**PROVIDED TEXT**
-=-=-
A data product is a set of information with a defined use case that is meant to be shared with other users. For example: a sales report, an ML model, or a data model and its associated tables. A data product is a logical grouping of related physical assets, created for a specific purpose.

It can be hard to find the value of data presented by itself, but data already associated with a purpose is easier to find and use. Enter data products that provide practical context for your users and for intelligence systems, to help users identify what data is useful to them.

To create data products for your organization, and ensure those products have enough definition to be useful to your user base, follow these instructions.

Prerequisites

View data product

  1. Open the Data Catalog in the Microsoft Purview portal.

  2. Select the Catalog management drop-down.

  3. Select Data products

    Screenshot of the data products page in the Microsoft Purview Data Catalog.

  4. You'll see a list of all the data products you have access to based on your permissions.

  5. You can scroll, sort, filter, and search through these data products to find the ones you're looking for.

  6. For more details about a specific data product, select that data product.

  7. On the data product's detail page, you can view the governance domain, update frequency, status, owner, subscribers, terms of use, aggregate data quality score, health actions, and documentation.
-=-=-
**GIVEN REQUEST 1**
Copy the rows word for word, beginning at the line that contains "Each instance of the white" and continuing through the last line of the rows.

[A run of rows]
-=-=-
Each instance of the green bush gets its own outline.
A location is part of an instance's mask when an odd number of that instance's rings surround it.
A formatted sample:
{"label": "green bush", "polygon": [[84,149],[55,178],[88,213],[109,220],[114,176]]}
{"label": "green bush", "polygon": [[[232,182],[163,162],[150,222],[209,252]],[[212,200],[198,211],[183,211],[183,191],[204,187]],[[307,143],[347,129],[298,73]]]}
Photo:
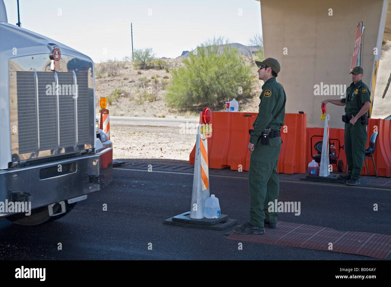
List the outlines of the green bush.
{"label": "green bush", "polygon": [[107,102],[110,104],[110,105],[111,105],[113,103],[117,102],[117,100],[118,99],[118,94],[109,95],[106,97]]}
{"label": "green bush", "polygon": [[167,61],[165,61],[161,59],[156,59],[152,61],[152,66],[154,67],[156,67],[159,69],[164,69],[165,67],[167,65]]}
{"label": "green bush", "polygon": [[[196,53],[183,60],[184,67],[172,71],[166,96],[169,106],[216,107],[228,98],[239,99],[250,94],[253,82],[250,66],[244,65],[236,49],[220,45],[219,40],[197,47]],[[238,94],[240,87],[242,93]]]}
{"label": "green bush", "polygon": [[111,105],[113,103],[115,103],[118,100],[118,98],[120,96],[128,96],[127,92],[122,89],[116,89],[113,91],[111,93],[107,96],[107,102]]}
{"label": "green bush", "polygon": [[138,81],[139,82],[136,84],[137,86],[140,88],[145,89],[148,86],[148,83],[151,82],[151,80],[146,78],[140,78],[138,79]]}
{"label": "green bush", "polygon": [[136,67],[140,69],[149,69],[153,66],[155,54],[152,53],[152,48],[136,50],[133,52],[133,58]]}

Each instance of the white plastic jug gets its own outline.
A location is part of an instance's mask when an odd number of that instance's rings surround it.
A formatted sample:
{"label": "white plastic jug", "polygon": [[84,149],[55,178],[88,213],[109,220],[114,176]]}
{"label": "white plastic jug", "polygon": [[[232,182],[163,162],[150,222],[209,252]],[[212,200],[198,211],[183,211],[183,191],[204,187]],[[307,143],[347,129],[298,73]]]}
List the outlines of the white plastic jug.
-=-=-
**GIVEN REQUEST 2**
According to the data products text, a data product is a logical grouping of what?

**CORRECT ANSWER 1**
Each instance of the white plastic jug gets its own outline.
A location is part of an instance's mask when an odd number of that instance's rings surround it.
A formatted sample:
{"label": "white plastic jug", "polygon": [[84,149],[55,178],[88,213],[109,220],[114,176]]}
{"label": "white plastic jug", "polygon": [[[232,182],[163,162],[150,222],[209,252]],[[212,200],[198,211],[183,211],[183,191],[204,187]],[[307,143],[347,129],[298,73]]]}
List the outlines of the white plastic jug.

**CORRECT ANSWER 2**
Related physical assets, created for a specific purpose.